## What is expected
Render everything from the line containing "Target: grassy bank" down to the end of the records as a JSON list of strings, one string per line, leaving out blank lines.

** Start of Data shown **

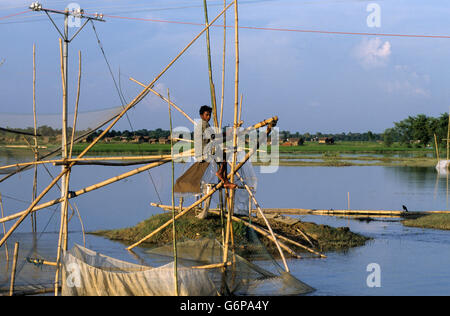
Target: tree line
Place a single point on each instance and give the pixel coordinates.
(418, 130)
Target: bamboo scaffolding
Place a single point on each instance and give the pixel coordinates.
(74, 126)
(174, 229)
(192, 206)
(213, 265)
(222, 97)
(35, 151)
(165, 99)
(211, 82)
(236, 100)
(4, 227)
(265, 234)
(13, 271)
(269, 121)
(76, 160)
(250, 193)
(93, 187)
(63, 230)
(437, 148)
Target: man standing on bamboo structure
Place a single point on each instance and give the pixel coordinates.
(207, 148)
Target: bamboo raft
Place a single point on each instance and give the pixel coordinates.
(331, 212)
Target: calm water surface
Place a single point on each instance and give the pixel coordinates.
(412, 261)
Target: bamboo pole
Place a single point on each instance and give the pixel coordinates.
(214, 265)
(93, 187)
(305, 236)
(235, 125)
(223, 64)
(4, 227)
(75, 115)
(76, 160)
(265, 234)
(270, 121)
(34, 194)
(13, 271)
(250, 193)
(198, 202)
(211, 82)
(240, 111)
(174, 231)
(437, 148)
(165, 99)
(448, 137)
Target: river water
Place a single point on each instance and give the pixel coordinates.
(408, 261)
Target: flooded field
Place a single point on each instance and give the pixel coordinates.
(412, 261)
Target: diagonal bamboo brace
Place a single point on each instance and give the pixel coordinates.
(91, 188)
(217, 187)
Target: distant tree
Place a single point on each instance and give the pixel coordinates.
(388, 137)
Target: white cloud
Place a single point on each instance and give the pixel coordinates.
(409, 83)
(373, 53)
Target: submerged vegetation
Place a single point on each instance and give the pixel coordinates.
(324, 238)
(435, 221)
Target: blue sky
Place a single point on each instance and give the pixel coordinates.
(313, 82)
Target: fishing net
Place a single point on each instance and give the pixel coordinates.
(17, 148)
(253, 271)
(88, 273)
(85, 120)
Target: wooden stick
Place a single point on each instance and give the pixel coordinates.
(214, 265)
(240, 110)
(448, 137)
(174, 229)
(305, 236)
(76, 106)
(236, 97)
(13, 272)
(75, 160)
(198, 202)
(211, 83)
(437, 148)
(265, 234)
(223, 64)
(165, 99)
(35, 208)
(34, 193)
(250, 193)
(4, 227)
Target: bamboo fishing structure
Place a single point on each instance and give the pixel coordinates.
(211, 82)
(13, 270)
(174, 229)
(233, 167)
(151, 161)
(35, 149)
(222, 97)
(4, 227)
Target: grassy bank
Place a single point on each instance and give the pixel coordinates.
(121, 148)
(325, 238)
(354, 147)
(436, 221)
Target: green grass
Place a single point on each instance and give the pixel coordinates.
(436, 221)
(123, 148)
(326, 238)
(353, 147)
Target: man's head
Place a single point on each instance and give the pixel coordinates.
(205, 113)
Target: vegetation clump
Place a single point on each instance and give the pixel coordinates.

** End of Data shown **

## Answer
[
  "Target: grassy bank",
  "Place a single point on each instance and give the pixel coordinates.",
  "(121, 148)",
  "(325, 238)",
  "(354, 147)",
  "(436, 221)",
  "Target: green grass",
  "Place a single point on each instance and give the pixel coordinates.",
  "(436, 221)",
  "(123, 148)",
  "(326, 238)",
  "(353, 147)",
  "Target: man's head",
  "Place a single point on each instance and give the pixel coordinates.",
  "(205, 113)",
  "Target: vegetation clump",
  "Place a single point on each instance and give the pixel coordinates."
]